Data items
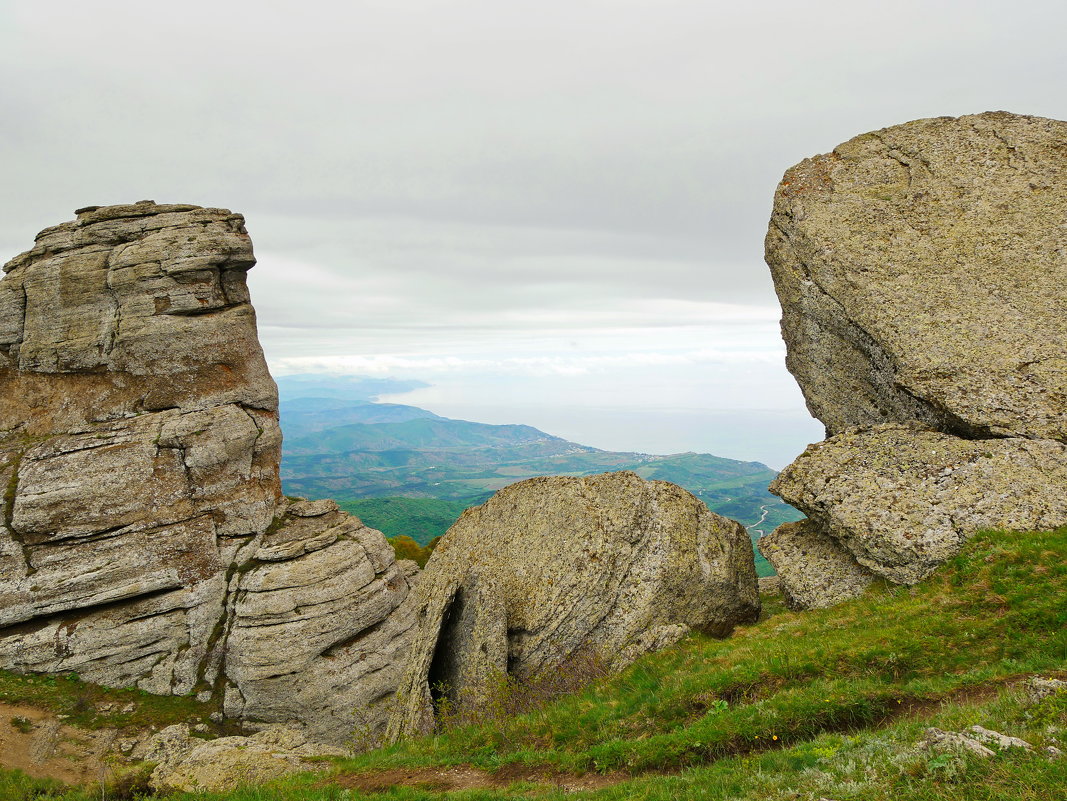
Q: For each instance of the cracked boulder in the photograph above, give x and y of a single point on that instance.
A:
(900, 501)
(144, 540)
(922, 273)
(923, 279)
(554, 572)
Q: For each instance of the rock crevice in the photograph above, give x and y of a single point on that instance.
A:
(923, 281)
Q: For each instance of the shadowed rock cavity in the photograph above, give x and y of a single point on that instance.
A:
(144, 540)
(551, 569)
(922, 273)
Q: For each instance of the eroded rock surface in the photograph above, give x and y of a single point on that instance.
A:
(144, 540)
(922, 273)
(814, 572)
(553, 567)
(901, 501)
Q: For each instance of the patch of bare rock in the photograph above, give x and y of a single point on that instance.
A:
(922, 273)
(556, 567)
(144, 540)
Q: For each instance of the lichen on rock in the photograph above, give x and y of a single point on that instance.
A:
(557, 566)
(145, 541)
(923, 281)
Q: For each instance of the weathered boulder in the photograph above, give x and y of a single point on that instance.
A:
(922, 274)
(332, 591)
(555, 567)
(187, 764)
(923, 281)
(814, 572)
(901, 501)
(144, 539)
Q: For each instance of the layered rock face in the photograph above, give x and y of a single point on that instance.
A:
(922, 272)
(144, 535)
(609, 565)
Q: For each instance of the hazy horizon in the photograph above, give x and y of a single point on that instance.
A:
(553, 212)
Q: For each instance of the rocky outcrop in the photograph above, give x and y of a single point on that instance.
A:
(187, 764)
(923, 277)
(921, 272)
(331, 590)
(901, 501)
(550, 569)
(144, 539)
(814, 572)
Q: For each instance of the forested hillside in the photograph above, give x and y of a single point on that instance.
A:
(409, 471)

= Short exercise =
Please rewrite only the part of the records that opens with the line containing "Q: For each instance of the rocky" and runs through the end of the records, renaming "rocky outcrop" to "rock outcrop" and keeping everything else unchanged.

= The solution =
Q: For each instance of the rock outcrop in the photograph above, give x and y of a single point on that instance.
A:
(187, 764)
(923, 277)
(921, 272)
(331, 590)
(901, 501)
(550, 569)
(144, 539)
(814, 572)
Q: For each instance of the forested hillside in the photograph above, give x and y of a single point on that instance.
A:
(409, 471)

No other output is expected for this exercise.